---------- DATA FOR THIS TASK ----------

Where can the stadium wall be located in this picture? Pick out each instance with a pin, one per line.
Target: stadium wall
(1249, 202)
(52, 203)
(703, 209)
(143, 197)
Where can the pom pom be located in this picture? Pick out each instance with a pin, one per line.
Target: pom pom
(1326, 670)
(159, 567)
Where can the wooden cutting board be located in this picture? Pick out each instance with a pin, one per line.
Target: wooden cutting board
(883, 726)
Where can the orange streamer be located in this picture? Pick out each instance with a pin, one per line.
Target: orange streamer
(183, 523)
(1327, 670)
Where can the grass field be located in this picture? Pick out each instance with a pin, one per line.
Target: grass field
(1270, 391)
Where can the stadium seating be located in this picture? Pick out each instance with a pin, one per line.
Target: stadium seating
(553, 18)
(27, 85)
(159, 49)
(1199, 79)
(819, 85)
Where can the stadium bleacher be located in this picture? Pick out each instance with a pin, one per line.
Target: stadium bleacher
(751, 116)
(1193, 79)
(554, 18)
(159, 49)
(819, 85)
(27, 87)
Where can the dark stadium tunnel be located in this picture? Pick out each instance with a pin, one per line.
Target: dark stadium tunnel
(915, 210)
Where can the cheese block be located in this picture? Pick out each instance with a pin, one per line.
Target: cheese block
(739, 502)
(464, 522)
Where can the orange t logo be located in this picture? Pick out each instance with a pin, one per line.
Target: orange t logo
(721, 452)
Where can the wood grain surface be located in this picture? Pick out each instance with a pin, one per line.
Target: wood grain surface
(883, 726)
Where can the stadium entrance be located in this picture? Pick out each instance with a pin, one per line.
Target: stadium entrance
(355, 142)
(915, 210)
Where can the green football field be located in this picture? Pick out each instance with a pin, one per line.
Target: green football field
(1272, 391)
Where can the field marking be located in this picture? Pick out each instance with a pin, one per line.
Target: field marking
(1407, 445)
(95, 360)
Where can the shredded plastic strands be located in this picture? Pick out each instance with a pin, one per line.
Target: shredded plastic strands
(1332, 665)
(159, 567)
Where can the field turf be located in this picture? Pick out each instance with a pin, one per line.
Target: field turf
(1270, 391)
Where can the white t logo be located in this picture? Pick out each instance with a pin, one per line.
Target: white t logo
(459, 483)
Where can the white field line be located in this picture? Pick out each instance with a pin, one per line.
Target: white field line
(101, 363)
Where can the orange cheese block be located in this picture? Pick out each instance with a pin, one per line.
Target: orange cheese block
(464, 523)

----------

## EXERCISE AIM
Extract all of the data exactly as written.

## COMPLETED EXERCISE
Where can the stadium wall be located in this picture? Pick out each instance with a pin, one per line.
Target: stadium wall
(1249, 202)
(52, 203)
(703, 209)
(143, 197)
Where can the pom pom be located in this picture? Pick out each instance with a pin, one per line.
Target: pom pom
(1326, 670)
(159, 567)
Where can the wooden cutting board be located in this picture? Pick out each instance with a pin, one per line.
Target: wooden cutting board
(883, 726)
Where can the orange streamer be located in this picture? Pick out each instance with a pin, one per line.
Target: orange streamer
(183, 523)
(1327, 670)
Where can the grass field be located in this picture? Pick out each instance with a pin, one per line.
Target: grass field
(1270, 391)
Where can the stadium seating be located in this picture? Pick out each instance with a pin, one per line.
Target: stadium seating
(553, 18)
(27, 85)
(159, 49)
(1199, 79)
(819, 85)
Where can the stadium bleacher be located in this picture? Pick out each instance with a pin, one per line.
Target: stadium bleacher
(751, 116)
(1193, 79)
(554, 18)
(159, 49)
(819, 85)
(27, 87)
Where can the dark stadium tunnel be located in this picture? Pick out each instance with a pin, one per line.
Target: dark stadium tunnel
(915, 210)
Where can the cheese block be located in this picture? Pick out each instance with a pin, one per line.
Target: cheese block
(739, 502)
(464, 522)
Where can the orange t logo be located in this picture? Pick out each instance with a pin, one per line.
Target: orange t logo
(721, 452)
Where can the wood grain surface be located in this picture? Pick out each instance with a pin, one per line.
Target: wood grain surface
(883, 726)
Where can the stadium entrance be located in this picture? Pick out each instance with a pin, one per line.
Target: stadium entrance
(355, 142)
(915, 210)
Where can the green football field be located in this picture? Pick out each instance with a pin, one per line.
Target: green football field
(1272, 391)
Where can the field marking be located in this picture? Pick out each instance with a pin, one per line.
Target: field marking
(1407, 445)
(95, 360)
Where can the shredded plastic strands be located in this picture? Pick out each instance with a pin, one per line.
Target: shredded plastic strands
(1332, 665)
(159, 567)
Where can the field turf be located in this picture? Pick out each instance with a pin, one per line.
Target: field turf
(1270, 391)
Where can the white t logo be located in this picture? Pick out each instance with a pin, one per line.
Target: white t logo
(459, 483)
Where can the white field line be located in this picture? Pick out each instance with a pin, one per line.
Target: white field line
(101, 363)
Where can the orange cheese block be located in this picture? Pick out each instance with a pin, one per line.
Target: orange cheese block
(464, 523)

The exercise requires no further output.